● **INSTRUCTIONS FOR THE TASK**: What you return must match the records exactly, with every line included.

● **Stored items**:
* * * * *

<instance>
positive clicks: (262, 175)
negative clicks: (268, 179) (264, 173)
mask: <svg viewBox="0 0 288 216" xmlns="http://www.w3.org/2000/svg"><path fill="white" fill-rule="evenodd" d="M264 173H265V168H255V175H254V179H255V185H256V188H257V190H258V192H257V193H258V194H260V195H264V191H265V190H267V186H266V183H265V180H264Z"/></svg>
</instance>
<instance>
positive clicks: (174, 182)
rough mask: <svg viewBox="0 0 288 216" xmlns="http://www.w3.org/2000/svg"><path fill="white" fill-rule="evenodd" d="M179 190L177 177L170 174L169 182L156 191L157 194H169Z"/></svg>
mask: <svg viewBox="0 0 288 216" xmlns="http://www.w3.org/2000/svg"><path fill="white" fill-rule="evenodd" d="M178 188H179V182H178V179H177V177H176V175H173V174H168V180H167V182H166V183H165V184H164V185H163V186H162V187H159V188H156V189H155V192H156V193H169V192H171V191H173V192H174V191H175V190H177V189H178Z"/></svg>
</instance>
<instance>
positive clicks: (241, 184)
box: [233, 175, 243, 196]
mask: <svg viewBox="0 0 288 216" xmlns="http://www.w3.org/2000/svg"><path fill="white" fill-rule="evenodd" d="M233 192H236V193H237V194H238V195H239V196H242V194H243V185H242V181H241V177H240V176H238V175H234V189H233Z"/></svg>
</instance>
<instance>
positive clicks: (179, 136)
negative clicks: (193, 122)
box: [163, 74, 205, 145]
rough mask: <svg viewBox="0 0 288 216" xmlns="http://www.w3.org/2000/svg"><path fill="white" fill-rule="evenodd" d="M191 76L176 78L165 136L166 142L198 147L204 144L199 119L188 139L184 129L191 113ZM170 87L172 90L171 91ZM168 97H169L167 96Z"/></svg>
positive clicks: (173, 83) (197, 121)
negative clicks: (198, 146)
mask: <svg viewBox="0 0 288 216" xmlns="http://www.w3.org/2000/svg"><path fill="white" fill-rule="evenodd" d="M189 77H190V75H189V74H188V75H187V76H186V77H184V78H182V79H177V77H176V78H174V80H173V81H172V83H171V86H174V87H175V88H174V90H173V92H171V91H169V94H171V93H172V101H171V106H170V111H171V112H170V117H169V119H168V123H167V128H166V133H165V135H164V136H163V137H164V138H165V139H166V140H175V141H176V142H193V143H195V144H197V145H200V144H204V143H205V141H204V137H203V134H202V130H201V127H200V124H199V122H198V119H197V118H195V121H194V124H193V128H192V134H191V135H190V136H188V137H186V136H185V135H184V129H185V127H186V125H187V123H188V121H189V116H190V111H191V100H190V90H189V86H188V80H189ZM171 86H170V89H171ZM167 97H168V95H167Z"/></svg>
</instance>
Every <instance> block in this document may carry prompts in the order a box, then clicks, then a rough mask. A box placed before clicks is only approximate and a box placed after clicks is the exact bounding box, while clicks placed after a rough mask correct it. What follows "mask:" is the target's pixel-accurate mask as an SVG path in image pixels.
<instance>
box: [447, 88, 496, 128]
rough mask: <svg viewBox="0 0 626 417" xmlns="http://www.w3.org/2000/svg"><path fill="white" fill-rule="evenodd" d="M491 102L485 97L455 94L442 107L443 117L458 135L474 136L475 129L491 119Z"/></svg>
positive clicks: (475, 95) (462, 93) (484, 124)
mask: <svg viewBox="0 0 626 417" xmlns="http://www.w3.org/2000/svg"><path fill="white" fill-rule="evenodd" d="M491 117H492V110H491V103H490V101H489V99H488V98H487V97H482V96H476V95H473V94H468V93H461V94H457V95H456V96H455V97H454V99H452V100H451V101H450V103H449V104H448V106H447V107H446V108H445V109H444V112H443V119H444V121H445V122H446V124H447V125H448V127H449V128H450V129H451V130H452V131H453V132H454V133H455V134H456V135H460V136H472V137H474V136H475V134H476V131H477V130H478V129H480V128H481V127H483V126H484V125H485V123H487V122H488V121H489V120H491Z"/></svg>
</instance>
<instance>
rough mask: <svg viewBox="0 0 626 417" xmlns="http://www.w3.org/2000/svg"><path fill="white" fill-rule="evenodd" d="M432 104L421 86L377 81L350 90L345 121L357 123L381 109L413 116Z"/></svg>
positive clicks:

* * * * *

● **WRITTEN RESPONSE**:
<instance>
positive clicks: (262, 175)
negative clicks: (268, 179) (264, 173)
mask: <svg viewBox="0 0 288 216" xmlns="http://www.w3.org/2000/svg"><path fill="white" fill-rule="evenodd" d="M264 173H265V168H255V175H254V179H255V185H256V188H257V190H258V192H257V193H258V194H260V195H264V191H265V190H267V186H266V183H265V180H264Z"/></svg>
</instance>
<instance>
positive clicks: (174, 182)
rough mask: <svg viewBox="0 0 288 216" xmlns="http://www.w3.org/2000/svg"><path fill="white" fill-rule="evenodd" d="M179 190L177 177L170 174L169 182L156 191L157 194H169Z"/></svg>
mask: <svg viewBox="0 0 288 216" xmlns="http://www.w3.org/2000/svg"><path fill="white" fill-rule="evenodd" d="M178 188H179V182H178V179H177V177H176V175H173V174H168V180H167V182H166V183H165V184H164V185H163V186H162V187H159V188H156V189H155V192H156V193H169V192H171V191H173V192H174V191H175V190H177V189H178Z"/></svg>
</instance>
<instance>
positive clicks: (241, 184)
box: [233, 175, 243, 196]
mask: <svg viewBox="0 0 288 216" xmlns="http://www.w3.org/2000/svg"><path fill="white" fill-rule="evenodd" d="M233 192H236V193H237V194H238V195H239V196H242V194H243V185H242V181H241V177H240V176H238V175H234V189H233Z"/></svg>
</instance>
<instance>
positive clicks: (179, 136)
negative clicks: (193, 122)
box: [163, 74, 205, 145]
rough mask: <svg viewBox="0 0 288 216" xmlns="http://www.w3.org/2000/svg"><path fill="white" fill-rule="evenodd" d="M191 76L176 78L165 136L166 142L198 147L204 144L199 119L188 139L184 129L191 113ZM170 87L172 90L171 91ZM168 97H169L167 96Z"/></svg>
positive clicks: (173, 83) (197, 121)
negative clicks: (198, 146)
mask: <svg viewBox="0 0 288 216" xmlns="http://www.w3.org/2000/svg"><path fill="white" fill-rule="evenodd" d="M189 77H190V75H189V74H188V75H187V76H186V77H184V78H182V79H177V77H176V78H174V80H173V81H172V83H171V86H174V87H175V88H174V90H173V92H171V91H169V94H171V93H172V101H171V106H170V111H171V112H170V117H169V119H168V123H167V128H166V133H165V135H164V136H163V137H164V138H165V139H166V140H175V141H176V142H193V143H195V144H197V145H200V144H204V143H205V141H204V137H203V134H202V130H201V127H200V124H199V122H198V119H197V118H195V121H194V124H193V128H192V134H191V135H190V136H188V137H186V136H185V135H184V129H185V127H186V125H187V123H188V121H189V116H190V111H191V100H190V90H189V86H188V80H189ZM171 86H170V89H171ZM167 97H168V95H167Z"/></svg>
</instance>
Every <instance> block in this document may carry prompts in the order a box, then clicks, then a rough mask. A box placed before clicks is only approximate and a box placed after clicks is the exact bounding box, while clicks placed after a rough mask correct it. What follows "mask:" is the target's pixel-accurate mask as an SVG path in image pixels.
<instance>
box: [447, 88, 496, 128]
rough mask: <svg viewBox="0 0 626 417" xmlns="http://www.w3.org/2000/svg"><path fill="white" fill-rule="evenodd" d="M491 102L485 97L455 94L442 107L443 117L458 135L474 136L475 129L491 119Z"/></svg>
positive clicks: (475, 95) (462, 93) (484, 124)
mask: <svg viewBox="0 0 626 417" xmlns="http://www.w3.org/2000/svg"><path fill="white" fill-rule="evenodd" d="M491 117H492V110H491V103H490V101H489V99H488V98H487V97H482V96H476V95H473V94H468V93H461V94H457V95H456V96H455V97H454V99H452V100H451V101H450V103H449V104H448V106H447V107H446V108H445V109H444V112H443V119H444V121H445V122H446V124H447V125H448V127H449V128H450V129H451V130H452V131H453V132H454V133H455V134H456V135H460V136H472V137H474V136H475V134H476V131H477V130H478V129H480V128H481V127H483V126H484V125H485V123H487V122H488V121H489V120H491Z"/></svg>
</instance>
<instance>
rough mask: <svg viewBox="0 0 626 417" xmlns="http://www.w3.org/2000/svg"><path fill="white" fill-rule="evenodd" d="M432 104L421 86L377 81L350 90L345 121L357 123L381 109L413 116Z"/></svg>
positive clicks:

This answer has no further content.